President, North Seattle Industrial Association

Shed Light on Tunnel

Several more reasons for concern over the Alaskan Way tunnel option are not mentioned in George Howland Jr.'s article ["State to City: Forget Tunnel," Aug. 24].

The cost to operate and maintain the tunnel: What will the power for ventilation fans, pumps, 24-hour-a-day lighting, fire suppression systems, and emergency communications systems cost?

What are the relative environmental impacts of a tunnel versus an above-ground viaduct? The tunnel might be quieter—that's the only advantage I can think of, and a new viaduct could have noise abatement features that the existing one doesn't have. It will use a lot more energy—forever.

When modifications become necessary, which alternative will be more costly and complicated to modify? Which one faces a greater security threat? (And which one will cost less to fix if a problem occurs?) Which is more vulnerable to damage from earthquakes and tsunamis? Which will cost more to fix afterward?

Perhaps one more reason for concern: I have been unable to get anyone at City Hall or WSDOT to respond to my questions.

Gene Hawkridge

Kenmore

Blame Our own Billionaire

Nice job in exposing the right-wing nuts at Seattle-based entities like the Discovery Institute, which promotes pseudo-scientific "alternatives" to evolution [Mossback, "Seattle, Seventh Heaven," Aug. 24]. But if one of Knute Berger's points is that we can't place the blame on others—that we have plenty of homegrown wackos—why does he attribute the Discovery Institute's funding to outside billionaires like Richard Mellon Scaife without mentioning that the Bill and Melinda Gates Foundation gives it $1 million a year? What a shameful mark on an otherwise fabulous foundation.
──────────
WHAT TO WORK ON -
A) In the letters to the editor, what is asked on each line below?
(i) What is the only advantage of the tunnel that Gene Hawkridge says he can think of?
(ii) Which article by George Howland Jr. does the first letter respond to, and on what date did it run?
(iii) How much does the second letter say the Bill and Melinda Gates Foundation gives the Discovery Institute each year?
B) Can you carry on the letters to the editor, starting right after "What a shameful mark on an otherwise fabulous foundation."?
──────────
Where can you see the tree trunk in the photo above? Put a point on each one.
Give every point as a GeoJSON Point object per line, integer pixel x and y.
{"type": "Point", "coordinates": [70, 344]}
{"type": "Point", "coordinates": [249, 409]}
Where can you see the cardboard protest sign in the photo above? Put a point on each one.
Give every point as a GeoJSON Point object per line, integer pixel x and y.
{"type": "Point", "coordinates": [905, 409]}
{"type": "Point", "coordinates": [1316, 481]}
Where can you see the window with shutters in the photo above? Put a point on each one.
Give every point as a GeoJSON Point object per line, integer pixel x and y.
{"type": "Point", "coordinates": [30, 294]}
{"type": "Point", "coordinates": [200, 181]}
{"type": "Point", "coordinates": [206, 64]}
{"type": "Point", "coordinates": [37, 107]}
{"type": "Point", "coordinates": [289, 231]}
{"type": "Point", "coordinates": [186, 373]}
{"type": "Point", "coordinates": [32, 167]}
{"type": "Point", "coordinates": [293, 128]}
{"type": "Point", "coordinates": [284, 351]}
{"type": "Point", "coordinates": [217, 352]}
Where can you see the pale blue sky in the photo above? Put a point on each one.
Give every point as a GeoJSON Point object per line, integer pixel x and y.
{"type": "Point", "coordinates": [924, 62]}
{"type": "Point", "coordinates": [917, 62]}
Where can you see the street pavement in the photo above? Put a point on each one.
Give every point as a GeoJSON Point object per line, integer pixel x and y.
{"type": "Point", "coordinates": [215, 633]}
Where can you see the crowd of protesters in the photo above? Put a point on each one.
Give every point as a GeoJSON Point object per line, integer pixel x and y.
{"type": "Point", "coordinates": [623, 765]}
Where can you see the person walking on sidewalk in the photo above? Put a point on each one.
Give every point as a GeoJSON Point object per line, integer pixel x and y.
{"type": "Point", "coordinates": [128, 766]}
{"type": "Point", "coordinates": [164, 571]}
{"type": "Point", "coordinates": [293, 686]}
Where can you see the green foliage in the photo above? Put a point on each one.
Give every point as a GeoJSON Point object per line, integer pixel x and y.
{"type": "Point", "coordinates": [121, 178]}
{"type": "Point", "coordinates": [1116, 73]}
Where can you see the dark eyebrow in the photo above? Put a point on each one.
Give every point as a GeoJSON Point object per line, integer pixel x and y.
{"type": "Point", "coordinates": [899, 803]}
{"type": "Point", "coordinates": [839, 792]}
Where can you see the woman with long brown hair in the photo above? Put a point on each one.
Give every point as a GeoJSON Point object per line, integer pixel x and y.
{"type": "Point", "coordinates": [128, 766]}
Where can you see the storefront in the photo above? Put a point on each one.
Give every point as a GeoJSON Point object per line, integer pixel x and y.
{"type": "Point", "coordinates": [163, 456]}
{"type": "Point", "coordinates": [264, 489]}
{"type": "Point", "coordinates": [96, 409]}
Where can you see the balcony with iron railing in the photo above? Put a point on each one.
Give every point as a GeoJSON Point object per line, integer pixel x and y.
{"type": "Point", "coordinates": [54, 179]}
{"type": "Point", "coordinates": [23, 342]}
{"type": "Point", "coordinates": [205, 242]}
──────────
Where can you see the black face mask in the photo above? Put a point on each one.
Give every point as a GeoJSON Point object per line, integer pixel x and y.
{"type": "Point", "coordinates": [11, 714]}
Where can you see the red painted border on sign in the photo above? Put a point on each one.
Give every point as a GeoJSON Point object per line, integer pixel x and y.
──────────
RESULTS IN ORDER -
A)
(i) It might be quieter.
(ii) "State to City: Forget Tunnel," Aug. 24.
(iii) $1 million a year.

B)
Yoram Bauman

Seattle

Knute Knows Best?

Knute Berger shows once again that the Seattle left cannot honestly be termed "liberal" any more. Berger's Aug. 24 column [Mossback, "Seattle, Seventh Heaven"] doesn't try to answer conservatives so much as to slander them and then pronounce a kind of anathema. It doesn't matter what the issue is; if a conservative is on one side, Berger must be on the other.

The most bizarre example is his disparagement of the efforts of former Republican Congressman John Miller, now U.S. ambassador-at-large for human trafficking issues. Berger seems to think that the problem of contemporary slavery in the world is "overhyped" and uses as his example "sex work even in countries where prostitution is legal." It doesn't seem to bother him that the actual "sex work" under attack is coerced.

Seattle was home to a forced prostitution ring preying on illegally imported, non-English-speaking women a few years ago. The perpetrators were arrested. Other developed countries have winked at similar degradation, however, part of a tradition in some parts of Europe and Asia of ignoring the rights of powerless foreigners. In parts of Africa and the Middle East, kidnapping and sales of young girls into "sex work" dehumanize hundreds of thousands of women a year. And then there are the cases of forced servitude (that is what constitutes slavery, isn't it?)—everything from cases of Filipino household servants in Saudi Arabia to little boy camel jockeys in the Gulf states.

You don't have to be religious or conservative to stand up for human rights. But I suppose if you really fear people who are religious, let alone conservative, more than you care about human rights, it doesn't matter what crimes are committed. If your political target takes one side on an issue, then you must take the opposite.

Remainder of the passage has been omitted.